═══ Quoted text

2012-04-04 Thread David Jeske
This thread is slowing down my coding! :)(it's been really helpful
though all, thanks for the many perspectives!)

On Tue, Apr 3, 2012 at 11:19 PM, Terri Oda te...@zone12.com wrote:

 It occurs to me that it's perfectly reasonable to assume that people who
 *package* mailman for different distributions may choose different
 recommended/required archive software, since they can (and with the license
 hassle likely should)) be separate packages.  So what works for the FSF,
 what works for us as a dev team, and what works for the distributions may
 actually be different things.


I agree I'm coming around to the sensibility of possibly not including an
archiver with MM3, just so long as there actually ARE solid and working
archivers that plug right in with nothing more than an apt-get (or equiv).

══════

- **Problem details**: Rewrite the message, beginning at the words "It occurs to" and stopping after "be different things.", with every "distributions" changed to "platforms". The records come from a different source than the message above.

═══ Stored rows

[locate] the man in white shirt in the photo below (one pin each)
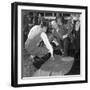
(35, 36)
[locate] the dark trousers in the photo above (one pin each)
(66, 44)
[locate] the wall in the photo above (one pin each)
(5, 46)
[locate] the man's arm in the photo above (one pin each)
(47, 43)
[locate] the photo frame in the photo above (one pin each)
(64, 69)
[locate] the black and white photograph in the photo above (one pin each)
(51, 43)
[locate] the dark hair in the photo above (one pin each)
(44, 24)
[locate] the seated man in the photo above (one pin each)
(61, 33)
(36, 34)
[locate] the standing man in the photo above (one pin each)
(35, 36)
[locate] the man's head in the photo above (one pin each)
(44, 26)
(77, 25)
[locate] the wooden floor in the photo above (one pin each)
(57, 67)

══════

- **Reply**:
It occurs to me that it's perfectly reasonable to assume that people who
 *package* mailman for different platforms may choose different
 recommended/required archive software, since they can (and with the license
 hassle likely should)) be separate packages.  So what works for the FSF,
 what works for us as a dev team, and what works for the platforms may
 actually be different things.